(PROBLEM STATEMENT):
Set the following entries down again exactly, line by line.

(STORED ROWS):
= = =
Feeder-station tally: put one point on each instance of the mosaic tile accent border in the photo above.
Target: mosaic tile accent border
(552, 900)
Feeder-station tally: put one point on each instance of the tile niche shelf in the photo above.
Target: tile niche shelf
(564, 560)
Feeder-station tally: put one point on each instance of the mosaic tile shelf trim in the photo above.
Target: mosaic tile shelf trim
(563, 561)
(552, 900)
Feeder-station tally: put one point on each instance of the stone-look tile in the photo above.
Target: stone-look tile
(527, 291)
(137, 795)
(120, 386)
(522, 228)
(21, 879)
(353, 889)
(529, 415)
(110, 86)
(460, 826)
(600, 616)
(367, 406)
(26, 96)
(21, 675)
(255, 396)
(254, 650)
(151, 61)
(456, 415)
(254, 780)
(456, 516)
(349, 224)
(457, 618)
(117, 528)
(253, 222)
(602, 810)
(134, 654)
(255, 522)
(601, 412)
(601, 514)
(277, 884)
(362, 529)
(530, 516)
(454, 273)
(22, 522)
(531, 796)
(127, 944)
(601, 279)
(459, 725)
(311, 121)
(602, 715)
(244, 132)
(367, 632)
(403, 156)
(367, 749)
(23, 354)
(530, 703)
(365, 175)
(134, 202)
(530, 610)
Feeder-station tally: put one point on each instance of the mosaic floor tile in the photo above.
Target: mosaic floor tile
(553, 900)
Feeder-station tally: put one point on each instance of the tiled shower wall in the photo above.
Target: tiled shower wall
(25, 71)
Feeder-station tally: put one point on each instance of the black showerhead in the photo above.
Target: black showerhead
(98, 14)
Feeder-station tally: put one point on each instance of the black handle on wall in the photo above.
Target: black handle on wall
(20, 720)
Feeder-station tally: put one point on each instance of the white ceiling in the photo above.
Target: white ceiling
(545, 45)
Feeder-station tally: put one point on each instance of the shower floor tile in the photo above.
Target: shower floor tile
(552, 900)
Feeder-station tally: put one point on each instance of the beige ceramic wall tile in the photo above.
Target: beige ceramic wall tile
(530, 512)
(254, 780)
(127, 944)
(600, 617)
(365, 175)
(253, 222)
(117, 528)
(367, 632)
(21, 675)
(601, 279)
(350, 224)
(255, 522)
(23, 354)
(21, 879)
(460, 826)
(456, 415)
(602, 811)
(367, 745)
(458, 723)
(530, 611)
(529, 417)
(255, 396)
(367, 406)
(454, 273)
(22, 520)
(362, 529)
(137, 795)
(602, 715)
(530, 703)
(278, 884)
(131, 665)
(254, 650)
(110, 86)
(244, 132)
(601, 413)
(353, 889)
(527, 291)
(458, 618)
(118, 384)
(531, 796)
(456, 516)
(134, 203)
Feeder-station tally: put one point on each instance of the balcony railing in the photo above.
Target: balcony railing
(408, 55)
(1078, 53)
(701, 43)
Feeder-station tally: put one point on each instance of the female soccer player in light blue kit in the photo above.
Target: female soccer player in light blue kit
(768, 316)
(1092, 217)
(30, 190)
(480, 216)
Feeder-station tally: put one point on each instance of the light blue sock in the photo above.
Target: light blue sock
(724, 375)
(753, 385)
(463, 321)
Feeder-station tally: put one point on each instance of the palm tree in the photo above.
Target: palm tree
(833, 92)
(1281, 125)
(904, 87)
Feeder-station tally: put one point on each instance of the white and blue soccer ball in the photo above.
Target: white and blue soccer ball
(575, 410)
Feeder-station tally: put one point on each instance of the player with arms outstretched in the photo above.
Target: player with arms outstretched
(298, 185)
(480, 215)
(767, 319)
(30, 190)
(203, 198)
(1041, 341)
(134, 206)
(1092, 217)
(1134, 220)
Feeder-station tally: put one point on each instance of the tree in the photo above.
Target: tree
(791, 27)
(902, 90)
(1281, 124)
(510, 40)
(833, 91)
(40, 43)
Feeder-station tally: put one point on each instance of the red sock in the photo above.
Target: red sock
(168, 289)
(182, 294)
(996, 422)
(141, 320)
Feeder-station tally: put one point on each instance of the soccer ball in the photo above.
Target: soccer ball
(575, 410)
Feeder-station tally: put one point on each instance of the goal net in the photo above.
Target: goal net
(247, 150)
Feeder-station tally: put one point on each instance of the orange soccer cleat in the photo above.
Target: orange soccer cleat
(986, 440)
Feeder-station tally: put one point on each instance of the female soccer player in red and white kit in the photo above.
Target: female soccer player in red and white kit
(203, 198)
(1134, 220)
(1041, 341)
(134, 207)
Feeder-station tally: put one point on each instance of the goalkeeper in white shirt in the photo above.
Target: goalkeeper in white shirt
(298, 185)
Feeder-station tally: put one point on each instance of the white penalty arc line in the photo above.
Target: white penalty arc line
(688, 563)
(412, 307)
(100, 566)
= = =
(REPLY):
Feeder-station tally: put one point on each instance of the mosaic tile accent border in the photo above.
Target: mosaic tile accent border
(552, 900)
Feeder-station tally: put one point on each instance of the tile niche shelf in the photo above.
Target: tile niche shelf
(564, 560)
Feeder-station tally: put one point on each instance of the mosaic tile shelf trim in the photo above.
Target: mosaic tile shelf trim
(563, 561)
(552, 900)
Feeder-station tally: put one point on each instance of the stone-look tile in the photo above.
Target: stone-look tile
(527, 291)
(137, 795)
(120, 386)
(522, 228)
(21, 879)
(353, 889)
(529, 415)
(110, 86)
(460, 826)
(600, 616)
(367, 406)
(26, 96)
(21, 675)
(255, 396)
(254, 650)
(151, 61)
(456, 415)
(254, 780)
(456, 516)
(349, 224)
(457, 618)
(117, 528)
(253, 222)
(602, 810)
(134, 654)
(255, 522)
(601, 412)
(601, 514)
(277, 884)
(362, 529)
(530, 516)
(454, 273)
(22, 522)
(531, 796)
(127, 944)
(601, 279)
(459, 725)
(311, 121)
(602, 715)
(244, 132)
(367, 632)
(403, 156)
(367, 749)
(23, 354)
(530, 703)
(365, 175)
(134, 202)
(530, 610)
Feeder-station tally: put one point on each instance of the mosaic floor tile in the photo above.
Target: mosaic floor tile
(553, 900)
Feeder-station tally: put one point on each instance of the tiled shower wall in the photo above.
Target: tiled shower wall
(25, 71)
Feeder-station tally: put one point on each instance of the black showerhead in the photo above.
Target: black showerhead
(98, 14)
Feeder-station tally: put one point on each instance of the black handle on wall in the photo above.
Target: black handle on wall
(20, 720)
Feeder-station tally: put one point on each instance of the white ceiling in the photo above.
Target: white ceiling
(545, 45)
Feeder-station tally: put one point on each instance of the shower floor tile in the photo above.
Target: shower floor tile
(552, 900)
Feeder-station tally: put one point on each instance of the beige ceramic wall tile in the photo above.
Target: beige ceramic wall tile
(530, 512)
(254, 780)
(127, 944)
(600, 617)
(365, 175)
(253, 222)
(117, 528)
(367, 632)
(21, 675)
(601, 279)
(350, 224)
(255, 522)
(23, 354)
(21, 879)
(460, 826)
(456, 415)
(602, 811)
(367, 745)
(458, 723)
(530, 611)
(529, 417)
(255, 396)
(367, 406)
(454, 273)
(22, 520)
(362, 529)
(137, 795)
(602, 715)
(530, 703)
(278, 884)
(131, 665)
(254, 650)
(110, 86)
(244, 132)
(601, 413)
(353, 889)
(527, 291)
(458, 618)
(118, 384)
(531, 796)
(456, 516)
(134, 203)
Feeder-station tally: put one point on each instance of the balcony railing in the photo above.
Target: balcony railing
(408, 55)
(1078, 53)
(701, 43)
Feeder-station tally: put one point on each instance of the female soccer player in light blue kit in the photo above.
Target: female soccer player in light blue kit
(768, 316)
(1092, 217)
(30, 190)
(480, 216)
Feeder-station tally: put one point on each instance of the light blue sock in the photo above.
Target: light blue sock
(724, 375)
(753, 385)
(463, 321)
Feeder-station tally: put one point on each instance of the palm tree in the photo above.
Target: palm tree
(833, 92)
(1281, 125)
(904, 87)
Feeder-station tally: put one point on each instance of the white and blue soccer ball in the photo above.
Target: white and blue soccer ball
(575, 410)
Feeder-station tally: put one point on each instance of the player with arms outstretched in the photo above.
Target: player with arms outstretched
(298, 185)
(480, 215)
(767, 319)
(30, 190)
(203, 198)
(1041, 341)
(134, 206)
(1092, 217)
(1134, 220)
Feeder-station tally: put one point on each instance of the tree in the photo above.
Target: tree
(791, 27)
(902, 90)
(1281, 124)
(510, 40)
(833, 91)
(40, 43)
Feeder-station tally: put one point on each instance of the red sock in the photo above.
Target: red sock
(168, 289)
(182, 294)
(996, 422)
(141, 320)
Feeder-station tally: put one point on each instance of the soccer ball in the photo above.
Target: soccer ball
(575, 410)
Feeder-station tally: put one point on each instance of the goal net in the photo above.
Target: goal net
(247, 150)
Feeder-station tally: put one point on each instance of the orange soccer cleat in the photo above.
Target: orange soccer cleat
(986, 440)
Feeder-station tally: put one point on each instance of the female soccer player in red and white kit in the photo above.
Target: female soccer player in red and white kit
(203, 198)
(1134, 220)
(1041, 341)
(134, 207)
Feeder-station tally: put one point on each instance of the goalkeeper in white shirt in the photo above.
Target: goalkeeper in white shirt
(298, 185)
Feeder-station tally: put one point on each instance of the white penalty arc line in the photo above.
Target: white penalty arc line
(688, 563)
(412, 307)
(100, 566)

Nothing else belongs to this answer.